● TASK TO CARRY OUT
Replace "tree" with "oak" in the lines below and leave everything else unchanged.

● EXCERPTED RECORDS
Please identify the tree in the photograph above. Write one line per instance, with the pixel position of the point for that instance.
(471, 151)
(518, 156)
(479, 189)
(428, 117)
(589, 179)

● WRITTEN ANSWER
Please identify the oak in the photograph above. Write one line per instance, with the pixel position of the point for that instance.
(471, 151)
(518, 156)
(479, 189)
(428, 117)
(589, 179)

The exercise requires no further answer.